• _WHAT THIS TASK INVOLVES_
Show, copied in full, every line in the records below that contains the string "with". Case counts.

____ PROVIDED ENTRIES

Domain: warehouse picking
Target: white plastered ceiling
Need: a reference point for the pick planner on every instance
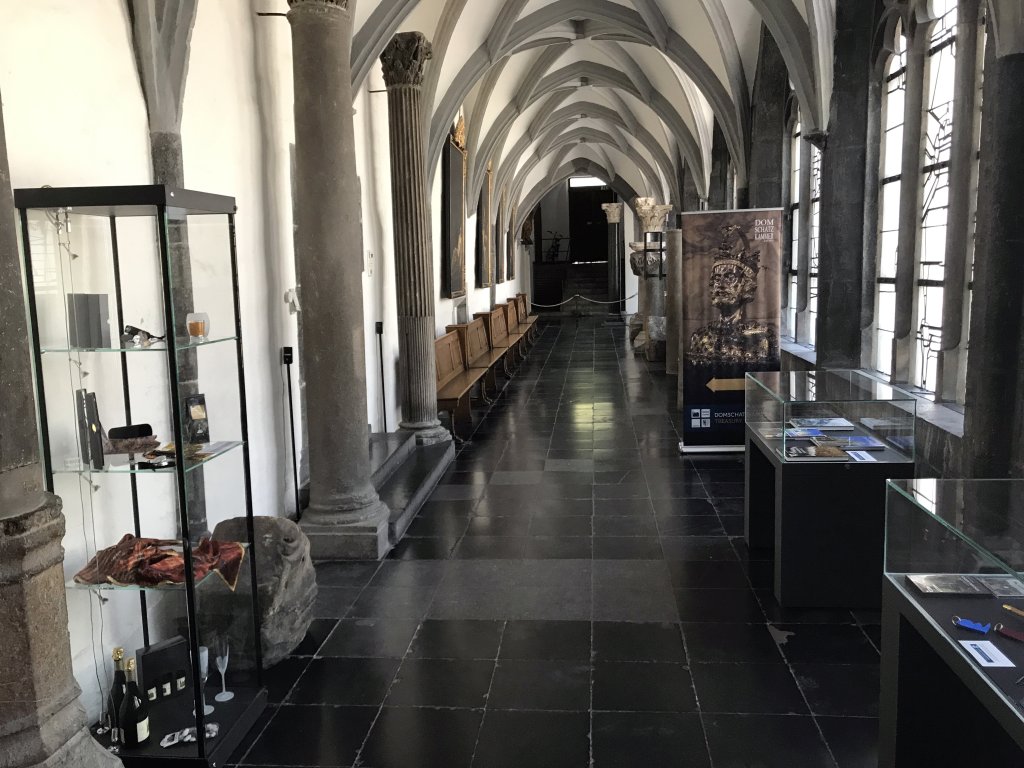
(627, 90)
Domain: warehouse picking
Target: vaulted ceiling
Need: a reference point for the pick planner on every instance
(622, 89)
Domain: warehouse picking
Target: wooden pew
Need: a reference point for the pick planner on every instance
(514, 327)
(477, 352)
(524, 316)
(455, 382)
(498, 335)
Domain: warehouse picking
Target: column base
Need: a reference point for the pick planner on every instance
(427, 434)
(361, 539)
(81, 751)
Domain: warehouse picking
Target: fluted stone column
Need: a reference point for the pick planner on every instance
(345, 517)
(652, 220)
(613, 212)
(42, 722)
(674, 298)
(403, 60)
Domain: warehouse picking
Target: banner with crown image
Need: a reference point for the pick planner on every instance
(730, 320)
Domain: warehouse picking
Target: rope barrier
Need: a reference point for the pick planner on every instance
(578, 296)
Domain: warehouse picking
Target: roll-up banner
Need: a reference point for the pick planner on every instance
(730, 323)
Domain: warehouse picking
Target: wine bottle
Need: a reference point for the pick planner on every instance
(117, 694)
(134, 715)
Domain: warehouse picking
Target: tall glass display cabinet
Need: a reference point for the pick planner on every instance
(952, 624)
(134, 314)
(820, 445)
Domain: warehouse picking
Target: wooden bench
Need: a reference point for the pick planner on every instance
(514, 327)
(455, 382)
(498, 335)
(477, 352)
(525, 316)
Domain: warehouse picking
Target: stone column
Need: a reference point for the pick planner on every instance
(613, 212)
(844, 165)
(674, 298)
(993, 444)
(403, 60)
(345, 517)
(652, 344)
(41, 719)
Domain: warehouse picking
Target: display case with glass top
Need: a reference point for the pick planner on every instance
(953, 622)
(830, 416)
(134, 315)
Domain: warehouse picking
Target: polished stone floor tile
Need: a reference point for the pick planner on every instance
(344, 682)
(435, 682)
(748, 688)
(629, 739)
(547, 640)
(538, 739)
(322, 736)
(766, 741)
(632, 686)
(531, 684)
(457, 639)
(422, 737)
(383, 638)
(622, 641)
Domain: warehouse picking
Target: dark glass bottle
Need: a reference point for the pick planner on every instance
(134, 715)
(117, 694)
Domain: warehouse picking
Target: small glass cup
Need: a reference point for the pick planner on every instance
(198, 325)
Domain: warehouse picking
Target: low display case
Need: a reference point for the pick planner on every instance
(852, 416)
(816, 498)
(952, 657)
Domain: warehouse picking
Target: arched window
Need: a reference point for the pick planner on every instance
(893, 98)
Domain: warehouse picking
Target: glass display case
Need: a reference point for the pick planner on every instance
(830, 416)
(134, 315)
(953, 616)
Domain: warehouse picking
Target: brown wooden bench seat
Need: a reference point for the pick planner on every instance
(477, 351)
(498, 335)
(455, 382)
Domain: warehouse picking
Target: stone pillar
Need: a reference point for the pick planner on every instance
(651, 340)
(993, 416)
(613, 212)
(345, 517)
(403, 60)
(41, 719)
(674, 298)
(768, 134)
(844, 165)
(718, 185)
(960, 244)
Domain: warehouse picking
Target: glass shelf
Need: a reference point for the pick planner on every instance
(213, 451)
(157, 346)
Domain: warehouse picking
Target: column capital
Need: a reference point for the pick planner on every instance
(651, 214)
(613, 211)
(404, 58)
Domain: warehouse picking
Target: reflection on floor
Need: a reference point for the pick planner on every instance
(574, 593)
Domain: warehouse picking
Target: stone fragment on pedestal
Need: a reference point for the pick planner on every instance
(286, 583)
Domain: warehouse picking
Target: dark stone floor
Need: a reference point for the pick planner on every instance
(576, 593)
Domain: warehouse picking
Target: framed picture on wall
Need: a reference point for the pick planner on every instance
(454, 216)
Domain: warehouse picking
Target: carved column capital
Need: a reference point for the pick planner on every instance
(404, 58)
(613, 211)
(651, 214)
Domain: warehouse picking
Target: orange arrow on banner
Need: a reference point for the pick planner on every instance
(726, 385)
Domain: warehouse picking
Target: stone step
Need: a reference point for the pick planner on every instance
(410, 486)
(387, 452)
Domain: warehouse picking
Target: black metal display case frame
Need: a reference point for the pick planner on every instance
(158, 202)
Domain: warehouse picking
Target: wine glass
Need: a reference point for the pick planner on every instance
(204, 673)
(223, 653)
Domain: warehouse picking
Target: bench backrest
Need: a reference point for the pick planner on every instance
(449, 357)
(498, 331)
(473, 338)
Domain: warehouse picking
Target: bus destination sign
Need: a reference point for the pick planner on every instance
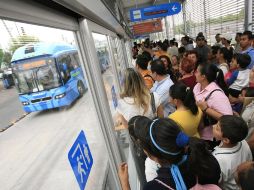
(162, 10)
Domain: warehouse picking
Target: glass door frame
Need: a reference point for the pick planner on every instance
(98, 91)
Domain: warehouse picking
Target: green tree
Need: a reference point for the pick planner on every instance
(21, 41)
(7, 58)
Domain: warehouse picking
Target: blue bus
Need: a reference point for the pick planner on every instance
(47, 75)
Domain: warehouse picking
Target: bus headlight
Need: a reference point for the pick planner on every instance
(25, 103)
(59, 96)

________

• _ANSWER IN FULL_
Target: banner with crown image
Target: display case with glass top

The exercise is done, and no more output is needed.